-------- EXTRACTED INFORMATION

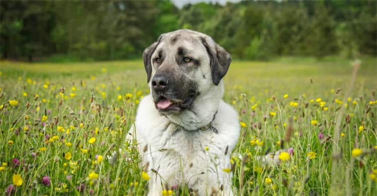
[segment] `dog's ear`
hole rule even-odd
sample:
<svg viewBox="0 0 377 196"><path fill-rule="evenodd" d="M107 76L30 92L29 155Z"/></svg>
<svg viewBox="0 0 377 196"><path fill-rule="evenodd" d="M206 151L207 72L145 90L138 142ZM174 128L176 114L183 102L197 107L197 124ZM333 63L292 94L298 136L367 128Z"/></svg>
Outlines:
<svg viewBox="0 0 377 196"><path fill-rule="evenodd" d="M144 66L145 68L145 71L147 72L147 82L149 82L151 75L152 74L152 54L153 54L158 44L161 41L161 37L158 38L158 41L155 42L149 47L144 50L143 53L143 61L144 61Z"/></svg>
<svg viewBox="0 0 377 196"><path fill-rule="evenodd" d="M202 42L210 57L212 81L217 86L228 71L232 57L211 38L202 38Z"/></svg>

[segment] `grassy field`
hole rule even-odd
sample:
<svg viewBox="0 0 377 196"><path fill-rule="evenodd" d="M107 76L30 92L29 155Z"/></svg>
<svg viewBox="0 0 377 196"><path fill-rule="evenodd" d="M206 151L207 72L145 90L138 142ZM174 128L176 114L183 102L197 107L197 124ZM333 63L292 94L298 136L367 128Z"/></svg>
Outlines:
<svg viewBox="0 0 377 196"><path fill-rule="evenodd" d="M354 83L351 62L336 58L232 63L224 100L242 126L231 160L235 192L375 195L376 62L361 59ZM125 141L149 92L141 61L2 61L0 72L0 192L144 193L148 176ZM280 164L257 158L281 149L290 149Z"/></svg>

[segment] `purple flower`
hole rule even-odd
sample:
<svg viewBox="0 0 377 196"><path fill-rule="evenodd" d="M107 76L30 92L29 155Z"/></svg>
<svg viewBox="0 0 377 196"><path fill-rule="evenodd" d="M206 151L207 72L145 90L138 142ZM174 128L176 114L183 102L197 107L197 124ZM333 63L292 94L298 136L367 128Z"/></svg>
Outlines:
<svg viewBox="0 0 377 196"><path fill-rule="evenodd" d="M65 179L67 179L67 180L70 180L72 179L72 175L67 175Z"/></svg>
<svg viewBox="0 0 377 196"><path fill-rule="evenodd" d="M46 185L49 186L51 184L51 181L50 180L50 177L48 175L45 175L42 178L42 183Z"/></svg>
<svg viewBox="0 0 377 196"><path fill-rule="evenodd" d="M13 167L18 167L20 165L20 160L17 159L17 158L15 158L13 159L13 160L12 160L12 163L13 163Z"/></svg>
<svg viewBox="0 0 377 196"><path fill-rule="evenodd" d="M76 188L77 188L77 190L80 192L83 192L85 189L85 184L81 184L80 185L77 186Z"/></svg>
<svg viewBox="0 0 377 196"><path fill-rule="evenodd" d="M295 152L294 152L294 151L293 151L293 148L289 148L289 149L288 149L288 152L289 152L290 153L290 154L294 154L294 153L295 153Z"/></svg>
<svg viewBox="0 0 377 196"><path fill-rule="evenodd" d="M318 133L318 139L323 139L323 134L322 132Z"/></svg>

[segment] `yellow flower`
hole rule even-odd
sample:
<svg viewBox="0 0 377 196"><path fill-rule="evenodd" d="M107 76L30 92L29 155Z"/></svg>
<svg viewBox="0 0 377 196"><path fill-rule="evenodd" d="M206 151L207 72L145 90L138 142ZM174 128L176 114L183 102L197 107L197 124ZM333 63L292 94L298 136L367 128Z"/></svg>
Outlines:
<svg viewBox="0 0 377 196"><path fill-rule="evenodd" d="M70 160L71 158L72 158L72 154L71 154L70 152L68 152L64 155L64 158L67 160Z"/></svg>
<svg viewBox="0 0 377 196"><path fill-rule="evenodd" d="M42 147L41 148L39 148L39 151L40 151L41 152L46 151L46 149L47 149L47 148L46 148L46 147Z"/></svg>
<svg viewBox="0 0 377 196"><path fill-rule="evenodd" d="M291 156L288 152L282 152L279 154L279 159L283 161L291 159Z"/></svg>
<svg viewBox="0 0 377 196"><path fill-rule="evenodd" d="M89 139L89 143L93 143L96 142L96 137L92 137Z"/></svg>
<svg viewBox="0 0 377 196"><path fill-rule="evenodd" d="M18 101L15 100L9 100L9 104L13 106L15 106L18 104Z"/></svg>
<svg viewBox="0 0 377 196"><path fill-rule="evenodd" d="M42 117L42 119L41 119L41 121L42 121L42 122L45 122L45 121L47 121L47 119L48 119L48 117L47 117L47 116L45 116L45 115L43 115L43 116Z"/></svg>
<svg viewBox="0 0 377 196"><path fill-rule="evenodd" d="M360 148L355 148L352 150L352 155L354 157L356 157L361 155L362 150Z"/></svg>
<svg viewBox="0 0 377 196"><path fill-rule="evenodd" d="M96 173L95 172L93 171L91 173L89 174L89 179L96 179L98 178L98 176L100 175L98 173Z"/></svg>
<svg viewBox="0 0 377 196"><path fill-rule="evenodd" d="M240 124L241 125L241 126L242 127L246 127L246 123L244 123L244 122L243 122L242 121L241 121L240 122Z"/></svg>
<svg viewBox="0 0 377 196"><path fill-rule="evenodd" d="M307 157L311 159L315 158L316 156L317 153L316 152L313 151L308 152Z"/></svg>
<svg viewBox="0 0 377 196"><path fill-rule="evenodd" d="M272 182L272 180L269 177L266 177L265 179L264 179L264 183L266 184L269 184Z"/></svg>
<svg viewBox="0 0 377 196"><path fill-rule="evenodd" d="M258 104L254 104L254 105L251 106L251 109L254 110L255 109L255 108L256 108L257 106L258 106Z"/></svg>
<svg viewBox="0 0 377 196"><path fill-rule="evenodd" d="M150 179L149 176L148 175L148 173L144 171L141 172L141 178L146 180L149 180Z"/></svg>
<svg viewBox="0 0 377 196"><path fill-rule="evenodd" d="M22 179L22 177L21 177L21 175L14 174L13 177L12 177L12 180L13 181L13 184L15 184L16 186L19 186L22 185L23 180Z"/></svg>

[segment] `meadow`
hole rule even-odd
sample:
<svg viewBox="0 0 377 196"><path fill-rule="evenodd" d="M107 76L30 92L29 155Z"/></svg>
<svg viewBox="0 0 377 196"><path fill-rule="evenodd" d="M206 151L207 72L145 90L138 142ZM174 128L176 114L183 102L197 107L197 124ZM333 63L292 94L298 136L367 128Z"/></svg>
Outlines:
<svg viewBox="0 0 377 196"><path fill-rule="evenodd" d="M223 171L235 193L375 195L376 62L234 61L224 99L241 133ZM143 195L151 176L125 139L148 93L141 60L0 62L0 192ZM282 149L277 164L258 158ZM184 184L161 192L189 194Z"/></svg>

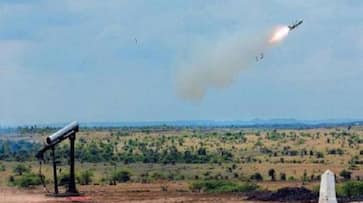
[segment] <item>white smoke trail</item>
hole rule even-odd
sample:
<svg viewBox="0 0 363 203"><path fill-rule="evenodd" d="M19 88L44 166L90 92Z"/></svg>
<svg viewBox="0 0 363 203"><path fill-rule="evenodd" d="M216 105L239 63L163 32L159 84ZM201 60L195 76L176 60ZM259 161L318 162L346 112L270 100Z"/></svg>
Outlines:
<svg viewBox="0 0 363 203"><path fill-rule="evenodd" d="M230 36L212 47L207 45L181 66L176 78L178 95L186 100L200 101L208 89L230 85L241 70L255 62L257 55L286 37L285 28L275 29L266 36L245 39L240 35Z"/></svg>

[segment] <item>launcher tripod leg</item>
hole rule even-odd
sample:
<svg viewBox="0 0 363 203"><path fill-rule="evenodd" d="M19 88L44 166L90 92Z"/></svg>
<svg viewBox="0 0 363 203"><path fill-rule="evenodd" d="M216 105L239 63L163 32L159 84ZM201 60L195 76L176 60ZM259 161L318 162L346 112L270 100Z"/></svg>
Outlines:
<svg viewBox="0 0 363 203"><path fill-rule="evenodd" d="M55 161L55 148L52 147L52 157L53 157L53 175L54 175L54 194L58 194L58 180L57 180L57 165Z"/></svg>
<svg viewBox="0 0 363 203"><path fill-rule="evenodd" d="M68 193L78 194L76 189L76 180L74 174L74 140L76 139L76 134L73 133L69 136L70 141L70 149L69 149L69 157L70 157L70 171L69 171L69 185L68 185Z"/></svg>

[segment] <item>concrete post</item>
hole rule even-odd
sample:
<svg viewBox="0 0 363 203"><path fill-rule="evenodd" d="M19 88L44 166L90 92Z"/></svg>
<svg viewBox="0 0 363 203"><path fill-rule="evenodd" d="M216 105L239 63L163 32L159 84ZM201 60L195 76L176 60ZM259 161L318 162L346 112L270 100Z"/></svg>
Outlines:
<svg viewBox="0 0 363 203"><path fill-rule="evenodd" d="M330 170L321 176L319 203L337 203L334 173Z"/></svg>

----------------

■ **AIM**
Rewrite the lines starting at the one containing "[segment] <item>launcher tripod leg</item>" and ending at the last line above, changing "concrete post" to "stone post" and leaving everything else the same.

■ **WORKED SOLUTION**
[segment] <item>launcher tripod leg</item>
hole rule even-odd
sample:
<svg viewBox="0 0 363 203"><path fill-rule="evenodd" d="M19 88L44 166L90 92Z"/></svg>
<svg viewBox="0 0 363 203"><path fill-rule="evenodd" d="M216 105L239 63L163 32L159 84ZM201 60L195 76L176 60ZM259 161L318 162L346 112L270 100Z"/></svg>
Outlines:
<svg viewBox="0 0 363 203"><path fill-rule="evenodd" d="M55 161L55 148L52 147L52 157L53 157L53 175L54 175L54 194L58 194L58 180L57 180L57 165Z"/></svg>
<svg viewBox="0 0 363 203"><path fill-rule="evenodd" d="M68 193L78 194L76 189L76 180L74 174L74 140L76 139L76 134L73 133L69 136L70 141L70 149L69 149L69 157L70 157L70 171L69 171L69 185L68 185Z"/></svg>

[segment] <item>stone post</item>
hole rule even-odd
sample:
<svg viewBox="0 0 363 203"><path fill-rule="evenodd" d="M19 88L44 166L90 92Z"/></svg>
<svg viewBox="0 0 363 203"><path fill-rule="evenodd" d="M216 105L239 63L163 32L159 84ZM201 60L195 76L176 60ZM259 161L318 162L346 112L270 100Z"/></svg>
Outlines:
<svg viewBox="0 0 363 203"><path fill-rule="evenodd" d="M330 170L321 176L319 203L337 203L334 173Z"/></svg>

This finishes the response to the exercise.